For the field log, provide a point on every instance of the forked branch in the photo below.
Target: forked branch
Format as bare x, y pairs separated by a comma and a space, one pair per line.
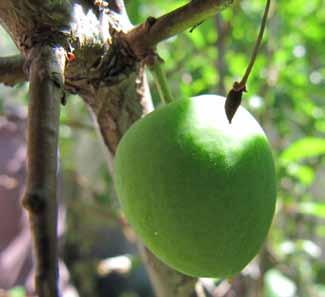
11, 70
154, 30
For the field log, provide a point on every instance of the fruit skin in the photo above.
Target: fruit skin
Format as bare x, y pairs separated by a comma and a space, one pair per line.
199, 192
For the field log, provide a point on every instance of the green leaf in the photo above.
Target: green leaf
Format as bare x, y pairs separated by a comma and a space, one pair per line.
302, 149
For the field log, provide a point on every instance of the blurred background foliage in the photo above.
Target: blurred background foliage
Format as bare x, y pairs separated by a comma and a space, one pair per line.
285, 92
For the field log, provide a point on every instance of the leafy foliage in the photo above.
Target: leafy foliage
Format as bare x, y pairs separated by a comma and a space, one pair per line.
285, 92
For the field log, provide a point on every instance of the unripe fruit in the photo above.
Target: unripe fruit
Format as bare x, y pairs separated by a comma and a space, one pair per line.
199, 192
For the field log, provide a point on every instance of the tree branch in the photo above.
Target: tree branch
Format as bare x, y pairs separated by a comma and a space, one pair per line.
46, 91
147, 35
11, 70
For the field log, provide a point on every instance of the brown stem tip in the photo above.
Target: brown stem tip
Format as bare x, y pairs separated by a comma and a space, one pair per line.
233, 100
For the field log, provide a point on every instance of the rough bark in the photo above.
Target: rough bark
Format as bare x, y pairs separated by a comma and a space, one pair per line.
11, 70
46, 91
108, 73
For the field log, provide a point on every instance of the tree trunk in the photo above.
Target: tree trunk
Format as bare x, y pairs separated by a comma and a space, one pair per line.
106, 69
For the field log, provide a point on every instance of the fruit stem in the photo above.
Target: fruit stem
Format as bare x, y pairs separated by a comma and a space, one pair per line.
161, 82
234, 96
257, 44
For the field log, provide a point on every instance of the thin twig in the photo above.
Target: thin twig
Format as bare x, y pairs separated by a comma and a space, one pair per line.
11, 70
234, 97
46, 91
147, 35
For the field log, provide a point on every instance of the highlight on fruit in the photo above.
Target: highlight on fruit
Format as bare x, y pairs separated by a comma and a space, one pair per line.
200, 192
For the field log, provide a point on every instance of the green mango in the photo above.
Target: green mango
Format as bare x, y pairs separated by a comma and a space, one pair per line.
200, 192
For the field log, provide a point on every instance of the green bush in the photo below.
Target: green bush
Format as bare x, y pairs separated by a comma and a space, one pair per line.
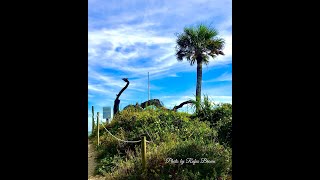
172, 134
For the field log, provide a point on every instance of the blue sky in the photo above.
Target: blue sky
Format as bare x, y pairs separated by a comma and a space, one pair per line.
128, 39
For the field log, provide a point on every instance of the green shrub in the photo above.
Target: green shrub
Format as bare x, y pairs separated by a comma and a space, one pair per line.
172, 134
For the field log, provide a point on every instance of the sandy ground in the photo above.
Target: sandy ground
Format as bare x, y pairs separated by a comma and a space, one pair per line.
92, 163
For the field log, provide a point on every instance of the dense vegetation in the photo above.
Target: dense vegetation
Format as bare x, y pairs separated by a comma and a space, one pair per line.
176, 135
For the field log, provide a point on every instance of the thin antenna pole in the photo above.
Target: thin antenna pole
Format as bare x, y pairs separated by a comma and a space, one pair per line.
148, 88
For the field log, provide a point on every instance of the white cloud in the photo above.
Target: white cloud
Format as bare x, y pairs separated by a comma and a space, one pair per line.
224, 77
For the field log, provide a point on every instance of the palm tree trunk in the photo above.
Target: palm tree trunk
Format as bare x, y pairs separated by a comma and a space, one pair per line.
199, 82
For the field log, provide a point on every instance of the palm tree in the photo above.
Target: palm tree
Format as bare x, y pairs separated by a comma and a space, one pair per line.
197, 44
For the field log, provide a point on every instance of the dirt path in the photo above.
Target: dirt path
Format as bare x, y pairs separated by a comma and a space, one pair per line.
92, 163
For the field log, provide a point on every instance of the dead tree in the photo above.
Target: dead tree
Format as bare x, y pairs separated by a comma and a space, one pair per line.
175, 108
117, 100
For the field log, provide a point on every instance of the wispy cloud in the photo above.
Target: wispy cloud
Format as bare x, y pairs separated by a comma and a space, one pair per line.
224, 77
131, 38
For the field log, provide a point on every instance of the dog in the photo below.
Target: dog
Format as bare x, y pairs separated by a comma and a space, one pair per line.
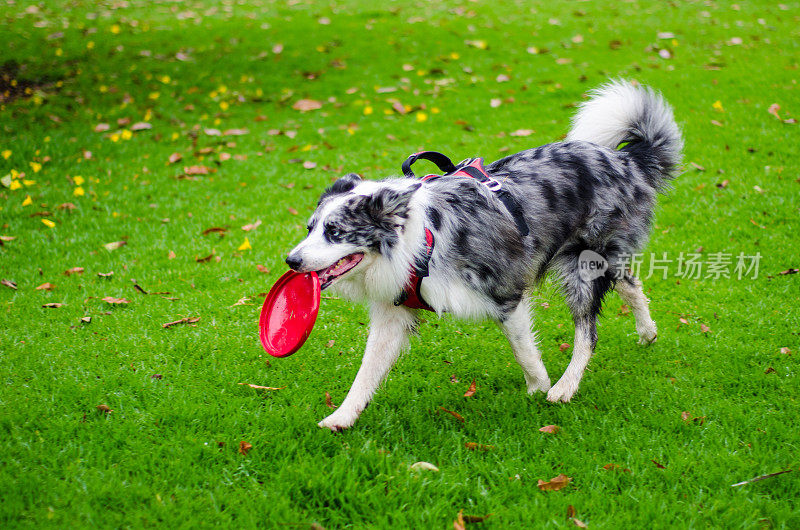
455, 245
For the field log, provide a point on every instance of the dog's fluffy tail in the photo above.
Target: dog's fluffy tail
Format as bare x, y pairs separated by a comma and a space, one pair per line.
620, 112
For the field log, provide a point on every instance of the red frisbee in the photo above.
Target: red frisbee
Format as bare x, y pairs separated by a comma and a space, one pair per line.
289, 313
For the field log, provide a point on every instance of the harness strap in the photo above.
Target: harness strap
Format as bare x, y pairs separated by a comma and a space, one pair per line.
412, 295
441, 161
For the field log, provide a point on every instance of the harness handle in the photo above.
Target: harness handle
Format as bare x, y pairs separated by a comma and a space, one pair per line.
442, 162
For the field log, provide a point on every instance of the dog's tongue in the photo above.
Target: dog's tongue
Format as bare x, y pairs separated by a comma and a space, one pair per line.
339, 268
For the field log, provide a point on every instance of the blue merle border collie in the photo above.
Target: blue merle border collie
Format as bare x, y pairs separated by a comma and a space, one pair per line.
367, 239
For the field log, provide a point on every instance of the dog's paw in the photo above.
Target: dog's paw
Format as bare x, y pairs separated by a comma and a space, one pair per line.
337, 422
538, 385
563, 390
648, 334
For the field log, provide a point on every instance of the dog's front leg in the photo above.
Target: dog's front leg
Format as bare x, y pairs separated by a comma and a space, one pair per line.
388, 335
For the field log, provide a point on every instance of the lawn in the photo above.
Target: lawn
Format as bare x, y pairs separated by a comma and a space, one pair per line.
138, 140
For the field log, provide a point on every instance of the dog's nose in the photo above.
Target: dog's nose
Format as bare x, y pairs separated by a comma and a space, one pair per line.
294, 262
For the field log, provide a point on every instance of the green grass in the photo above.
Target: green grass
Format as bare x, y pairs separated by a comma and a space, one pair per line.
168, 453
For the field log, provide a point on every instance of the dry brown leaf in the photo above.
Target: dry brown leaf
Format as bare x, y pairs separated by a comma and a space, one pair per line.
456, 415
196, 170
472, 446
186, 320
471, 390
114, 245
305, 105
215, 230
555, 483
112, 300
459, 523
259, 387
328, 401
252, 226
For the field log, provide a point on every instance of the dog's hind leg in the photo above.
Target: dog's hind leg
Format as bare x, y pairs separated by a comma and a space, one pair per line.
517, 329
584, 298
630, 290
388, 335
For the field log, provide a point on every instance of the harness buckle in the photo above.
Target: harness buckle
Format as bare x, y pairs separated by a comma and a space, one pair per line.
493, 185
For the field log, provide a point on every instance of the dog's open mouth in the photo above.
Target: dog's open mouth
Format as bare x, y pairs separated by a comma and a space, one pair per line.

+--

EXERCISE OBJECTIVE.
Every record above should be transcribed exactly; the pictures stay out of the copy.

SOLUTION FOR THIS PROBLEM.
For the field log, provide a point on every instance of the forked branch in the photo below.
Target: forked branch
Format as bare x, y pairs separated by a comma and a space, one pair per line.
11, 70
154, 30
For the field log, provide a point on every instance of the fruit skin in the photo above.
Target: fruit skin
Format as bare x, y pairs separated by a comma and a space, one pair per line.
199, 192
For the field log, provide a point on every instance of the green leaf in the photo above.
Target: green leaf
Format as bare x, y pairs separated by a comma and a space, one pair per line.
302, 149
For the field log, provide a point on every instance of the blurred background foliage in the photo above.
Target: blurred background foliage
Format as bare x, y pairs separated by a comma and a space, one pair per line.
285, 92
For the field log, provide a point on every instance of the leafy foliage in the photo above.
Target: leafy foliage
Format as bare x, y pairs separated by a comma and a space, one pair per line.
285, 92
For the field log, provide a point on every instance of the unripe fruit in the photo above.
Target: unripe fruit
Format as bare x, y pairs separated by a comma and a space, one pair per line.
199, 192
For the field log, provide a point on every instance of the tree branch in the photo above.
Target: tree branch
Format as bare x, y pairs separated by a comma and a space, one pair per line.
46, 91
147, 35
11, 70
For the field log, provide a point on every instance of the brown stem tip in the photo above.
Target: brown stem tip
Format as bare x, y pairs separated by a comma and a space, one pair per line.
233, 100
For the field log, provide a point on every instance of the rough bark in the photo above.
Target: rough bark
Format as bare x, y pairs separated by a comma and a space, one pair per line.
11, 70
46, 91
108, 73
For the field log, provide a point on every instance of the tree trunk in the photo above.
Target: tree trunk
Format as bare x, y pairs separated by a comma and a space, one pair per line.
106, 69
For the field log, provide a point on every instance of the fruit stem in the photo above.
Target: fruit stem
Format as bare x, y pairs separated by a comma and a space, one pair per line.
161, 82
234, 96
257, 44
For the field log, provide a point on every instance of the thin twig in the photo above.
Target: thin twig
Format as bare x, y pairs separated by a comma and a space, one pair per line.
11, 70
234, 97
46, 91
147, 35
For the field log, provide a point on every instance of the highlight on fruit in the photo above.
Target: highlight on fruit
Format as bare x, y pairs separated by a comma and a space, one pair per line.
200, 192
For the field log, provide a point on every instance of the green mango in the photo above.
Target: green mango
Format as bare x, y pairs separated by a comma and a space, one pair per line.
200, 192
For the field log, provide a point on every instance of the green bush in the photo below.
Target: green bush
Format as bare x, y pairs separated by a comma and a space, one pair per line.
172, 134
For the field log, provide a point on every instance of the blue sky in the photo above.
Target: blue sky
Format as bare x, y pairs separated by a comma and a space, one pair per line.
128, 39
For the field log, provide a point on every instance of the green shrub in the photo above.
Target: green shrub
Format as bare x, y pairs separated by a comma and a space, one pair per line.
172, 134
For the field log, provide a point on every instance of the sandy ground in the photo above.
Target: sandy ground
Format as bare x, y pairs separated by a comma and a space, one pair per line.
92, 163
For the field log, provide a point on every instance of the dense vegetation in the photo above.
Target: dense vegetation
Format as bare x, y pairs separated by a comma and a space, one pair per line.
176, 135
For the field log, provide a point on every instance of the thin antenna pole in the photo above.
Target: thin antenna pole
Format as bare x, y pairs separated by a comma and a space, one pair per line.
148, 88
For the field log, provide a point on every instance of the white cloud in the photo above.
Target: white cloud
Format as bare x, y pairs separated by a comma and a space, one pair per line.
224, 77
For the field log, provide a point on every instance of the palm tree trunk in the photo above.
Target: palm tree trunk
Format as bare x, y pairs separated by a comma and a space, one pair per line.
199, 82
For the field log, provide a point on every instance of the palm tree in the photo above.
Target: palm tree
Format as bare x, y pairs separated by a comma and a space, one pair per line.
197, 44
For the field log, provide a point on every instance of the dirt path in the photo above.
Target: dirt path
Format as bare x, y pairs separated by a comma and a space, one pair per line.
92, 163
For the field log, provide a point on every instance of the dead tree in the photo above.
Target: dead tree
Format as bare x, y pairs separated by a comma and a space, one pair per line.
175, 108
117, 100
For the field log, provide a point on every instance of the wispy cloud in the photo above.
Target: wispy cloud
Format as bare x, y pairs separated by a comma and a space, one pair per line.
224, 77
131, 38
For the field log, provide a point on every instance of the dog in the photo below.
Target: dog
Format as bare x, y pairs separated by a comma and a space, one pair per line.
455, 245
For the field log, provide a point on every instance of the dog's fluffy tail in the photo above.
Target: dog's fluffy tail
Format as bare x, y pairs separated by a comma and a space, one pair per line.
620, 112
For the field log, provide a point on every instance of the red frisbee in the photo above.
Target: red frisbee
Format as bare x, y pairs separated by a comma and a space, one pair per line.
289, 313
For the field log, provide a point on every instance of the harness strap in the photo above.
Target: harness strap
Format as bare x, y pairs separated by a comma and a space, one pair per line.
412, 295
441, 161
For the field log, provide a point on every instance of the harness handle in the photo above.
Target: harness handle
Format as bare x, y pairs separated by a comma and a space, one pair per line.
442, 162
For the field log, provide a point on every instance of the dog's tongue in the photo above.
Target: dog's tongue
Format as bare x, y pairs separated by a comma and a space, one pair per line.
339, 268
For the field log, provide a point on every instance of the blue merle border collie in the photo above.
Target: blue merle border collie
Format as bare x, y pairs separated by a comma and a space, one pair per line.
367, 239
For the field log, provide a point on every instance of the dog's paw in the photo above.
Target: dog's paw
Format as bare x, y pairs separated by a comma and a space, one pair per line.
337, 422
538, 385
563, 390
648, 334
For the field log, provide a point on every instance of the dog's front leg in the photo above.
Target: dog's front leg
Format as bare x, y pairs separated by a comma and a space, one pair per line.
388, 335
For the field log, provide a point on every instance of the lawn in the photo above.
Target: lawn
Format as bare x, y pairs separated by a comma and a space, one pair per line.
138, 140
For the field log, provide a point on every instance of the dog's nose in the photo above.
Target: dog's nose
Format as bare x, y pairs separated by a comma and a space, one pair per line.
294, 262
For the field log, provide a point on every instance of the green grass in the photo above.
Target: green grass
Format as bare x, y pairs separated by a comma and a space, one pair per line.
168, 453
For the field log, provide a point on every instance of the dry brown leaf in the photo above.
Target: dry brown leaf
Format as bare x, y pairs separated by a comma and a space, one pair per line.
456, 415
196, 170
472, 446
186, 320
471, 390
114, 245
305, 105
215, 230
555, 483
112, 300
459, 523
259, 387
328, 401
252, 226
For the field log, provide a point on every instance of the dog's hind leg in the photo above.
Target: dog's hind leg
Format as bare x, y pairs separated by a comma and a space, one pair per line.
517, 329
584, 298
630, 290
388, 335
For the field log, provide a point on every instance of the harness buckle in the photo above.
Target: harness buckle
Format as bare x, y pairs separated by a comma and a space, one pair per line.
493, 185
For the field log, provide a point on every instance of the dog's open mouth in the photo above.
Target: dog's open mouth
Format as bare x, y pairs separated by a comma and a space, one pair per line.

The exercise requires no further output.